» Prompt
The task calls for an exact copy of the records, without any images.

-- Data for review follows --

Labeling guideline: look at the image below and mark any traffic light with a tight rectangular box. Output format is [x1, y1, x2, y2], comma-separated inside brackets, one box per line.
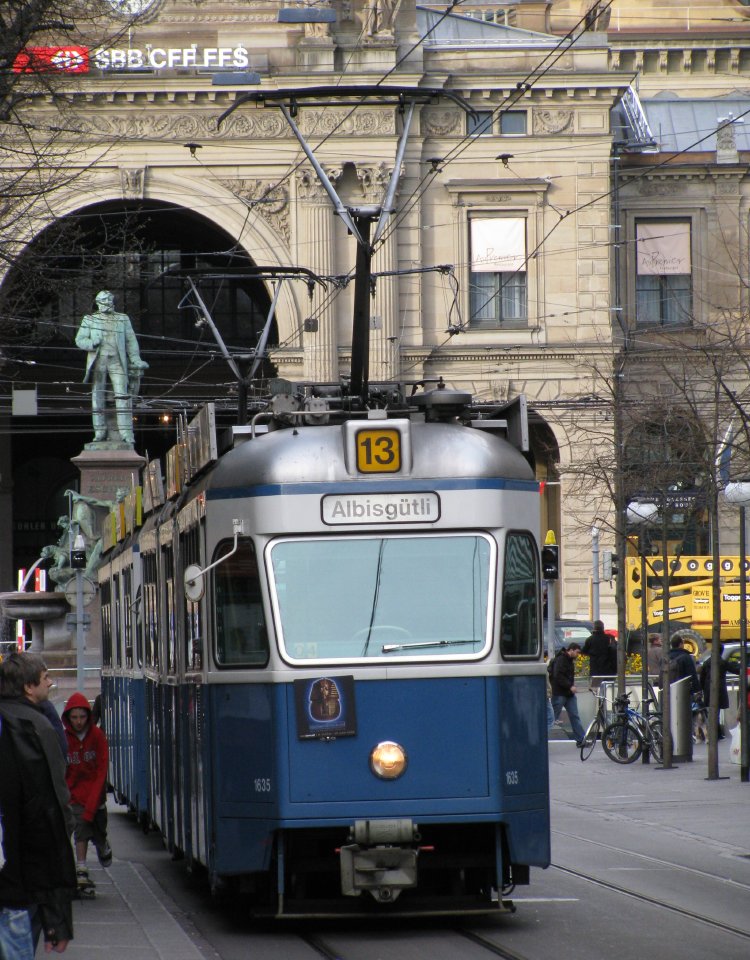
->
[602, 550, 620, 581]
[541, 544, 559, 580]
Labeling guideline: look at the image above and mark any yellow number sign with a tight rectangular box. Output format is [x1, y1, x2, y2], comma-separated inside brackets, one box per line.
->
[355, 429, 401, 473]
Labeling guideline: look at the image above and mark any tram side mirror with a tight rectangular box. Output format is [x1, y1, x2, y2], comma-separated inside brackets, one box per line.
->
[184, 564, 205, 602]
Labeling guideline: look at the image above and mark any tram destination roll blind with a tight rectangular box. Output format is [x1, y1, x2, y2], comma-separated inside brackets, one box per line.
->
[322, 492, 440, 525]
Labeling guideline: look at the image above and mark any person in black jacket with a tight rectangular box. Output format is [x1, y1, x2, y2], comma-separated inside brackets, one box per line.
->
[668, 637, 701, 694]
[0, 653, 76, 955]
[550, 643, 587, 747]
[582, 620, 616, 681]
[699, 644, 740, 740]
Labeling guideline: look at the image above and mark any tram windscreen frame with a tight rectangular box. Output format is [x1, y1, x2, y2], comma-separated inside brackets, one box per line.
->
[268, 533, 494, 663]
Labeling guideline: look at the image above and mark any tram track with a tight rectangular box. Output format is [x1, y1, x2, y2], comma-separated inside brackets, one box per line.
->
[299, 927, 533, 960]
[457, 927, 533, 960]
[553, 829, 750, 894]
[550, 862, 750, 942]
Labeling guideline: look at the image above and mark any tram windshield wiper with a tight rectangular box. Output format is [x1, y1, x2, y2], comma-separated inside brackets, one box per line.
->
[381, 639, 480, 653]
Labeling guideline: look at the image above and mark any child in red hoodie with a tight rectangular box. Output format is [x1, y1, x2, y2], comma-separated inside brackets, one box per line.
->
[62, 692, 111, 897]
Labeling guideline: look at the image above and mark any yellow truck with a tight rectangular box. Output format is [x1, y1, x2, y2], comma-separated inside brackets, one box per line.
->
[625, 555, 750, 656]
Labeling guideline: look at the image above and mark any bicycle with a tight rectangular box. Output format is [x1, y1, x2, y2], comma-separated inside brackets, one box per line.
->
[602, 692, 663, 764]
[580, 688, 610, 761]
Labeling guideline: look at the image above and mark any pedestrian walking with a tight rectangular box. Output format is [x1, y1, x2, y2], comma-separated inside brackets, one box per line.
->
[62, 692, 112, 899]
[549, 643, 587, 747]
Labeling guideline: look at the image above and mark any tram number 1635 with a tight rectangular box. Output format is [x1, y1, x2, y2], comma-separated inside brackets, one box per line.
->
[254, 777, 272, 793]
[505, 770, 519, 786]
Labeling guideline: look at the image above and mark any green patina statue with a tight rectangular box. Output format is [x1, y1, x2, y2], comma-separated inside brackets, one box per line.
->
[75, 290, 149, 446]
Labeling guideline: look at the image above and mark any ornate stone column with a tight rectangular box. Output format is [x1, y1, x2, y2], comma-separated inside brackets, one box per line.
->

-- Data for review concluded --

» Exercise answer
Labeling guideline: look at the image below and mark any traffic light with a tight rectangular box. Output format is [x1, y1, x2, y2], comma-separated inside brackets, one box per line.
->
[602, 550, 620, 581]
[541, 544, 559, 580]
Labeling guideline: look at the image above and mark any yellow number sign with a tight rectangular box. Output format is [x1, y1, x2, y2], comma-separated inside brackets, one box per line.
->
[355, 429, 401, 473]
Labeling guideline: look at the image above and mark any tram side mirror with a tight rectangular box. Output format is [x1, y1, x2, y2], comma-separated inside brackets, one box per line.
->
[184, 564, 205, 602]
Labeling guideline: look at the image above and mark any tram destination roll blind with a tight rectangular box. Output format is [x1, y1, x2, y2], comma-separated inside brackets, one box per line.
->
[322, 492, 440, 525]
Labeling guideline: look at the image above and mark any person in black jacket with a tight rectangular box. Output format is [x1, y1, x2, y2], comma-separated inside brackets, one box per line.
->
[668, 637, 701, 694]
[0, 653, 76, 955]
[550, 643, 587, 747]
[582, 620, 616, 681]
[699, 644, 740, 740]
Labeling guideline: look at the image above and mark any tram windscreen frame with a tight rectangular box. Output format is [x1, y1, x2, y2], comma-separated inside brackets, one box per line.
->
[268, 533, 494, 663]
Labeling guideline: look at the image above and mark any tram track with a tight rectangular box. Output format is [x1, y1, x2, y2], comma-separated inside brackets, one box per line.
->
[299, 927, 533, 960]
[457, 927, 533, 960]
[553, 829, 750, 894]
[550, 862, 750, 942]
Labeling guideline: look at the image above and mark any tram windshield wiper with a tight rectangular box. Output format is [x1, y1, x2, y2], comma-separated inside brackets, one box per line.
->
[381, 639, 480, 653]
Labeling guideline: look at the image above and mark any child in red hoodie with a tight rectangular box. Output format is [x1, y1, x2, y2], comma-separated inside brackets, one box per line.
->
[62, 692, 111, 897]
Labeling guideline: look at the image above and mark any yellow truck with a tight rectangular box. Output format is [x1, y1, x2, y2], comma-separated inside brackets, one box per line.
->
[625, 555, 750, 656]
Labeling guideline: look at the image above and mark any bicycle with a tight rectangular box. Output format is [x1, y1, x2, y2], comma-separated inside brackets, one box per line.
->
[602, 692, 663, 764]
[580, 688, 610, 761]
Labeling guideline: look at the image above and mark any pedestrian walking with a tight rectangular box. Output format is [x1, y1, x2, y2], comma-separated inside brackets, one box per line.
->
[62, 692, 112, 899]
[549, 643, 587, 747]
Labeling guideline: look at the image above and mark any tram number 1635 with a tight rectangular box. Output format is [x1, y1, x2, y2], comma-separated inside brackets, one box per line.
->
[254, 777, 272, 793]
[505, 770, 519, 786]
Labeling guideline: look at the image above and mark any green patina statue with a tight rectangular box. Output format is [x1, y1, x2, y2], comma-separated inside brackets, one box per line.
->
[75, 290, 149, 446]
Labeling guideline: look at the image above and mark any ornate stone column with a tight rectangular box. Output format is [x1, y1, x2, y2], comma-separated inside brackets, one box per line.
->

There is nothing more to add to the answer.